* [Task to carry out]: Reproduce exactly the lines from the one containing "need bbox / snow-covered ground" through the last line of the data, both ends included.

* [Stored data entries]:
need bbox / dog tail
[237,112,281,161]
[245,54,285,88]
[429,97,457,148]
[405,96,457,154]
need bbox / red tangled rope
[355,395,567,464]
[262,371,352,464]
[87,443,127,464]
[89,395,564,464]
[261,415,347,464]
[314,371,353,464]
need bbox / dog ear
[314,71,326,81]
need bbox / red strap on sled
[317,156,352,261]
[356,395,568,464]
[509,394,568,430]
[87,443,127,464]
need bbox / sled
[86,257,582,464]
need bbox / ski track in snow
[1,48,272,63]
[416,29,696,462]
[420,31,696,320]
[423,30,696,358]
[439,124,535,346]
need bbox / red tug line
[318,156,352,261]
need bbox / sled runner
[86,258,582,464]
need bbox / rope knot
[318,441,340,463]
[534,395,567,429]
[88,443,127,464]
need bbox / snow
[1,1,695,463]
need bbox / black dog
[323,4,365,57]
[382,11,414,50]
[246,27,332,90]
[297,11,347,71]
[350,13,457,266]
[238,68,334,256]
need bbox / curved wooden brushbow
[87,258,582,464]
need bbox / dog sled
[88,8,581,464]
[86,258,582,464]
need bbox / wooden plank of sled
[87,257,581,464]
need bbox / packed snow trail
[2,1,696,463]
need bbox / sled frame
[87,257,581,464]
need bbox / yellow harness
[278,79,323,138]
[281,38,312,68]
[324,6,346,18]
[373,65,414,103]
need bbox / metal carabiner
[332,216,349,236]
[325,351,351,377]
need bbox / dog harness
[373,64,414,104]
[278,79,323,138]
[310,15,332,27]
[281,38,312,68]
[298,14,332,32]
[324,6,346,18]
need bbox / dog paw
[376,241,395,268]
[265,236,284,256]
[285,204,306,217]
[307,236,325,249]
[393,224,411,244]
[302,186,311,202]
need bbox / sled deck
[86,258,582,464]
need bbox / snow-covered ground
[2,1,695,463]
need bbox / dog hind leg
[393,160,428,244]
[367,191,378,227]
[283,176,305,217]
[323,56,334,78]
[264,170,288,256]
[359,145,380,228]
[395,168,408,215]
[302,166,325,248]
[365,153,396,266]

* [Written solution]:
need bbox / snow-covered ground
[2,1,695,463]
need bbox / dog hind leg
[393,160,428,244]
[367,191,378,227]
[283,176,305,217]
[323,56,334,78]
[264,170,288,256]
[359,145,380,228]
[395,168,408,215]
[302,166,325,248]
[365,153,396,266]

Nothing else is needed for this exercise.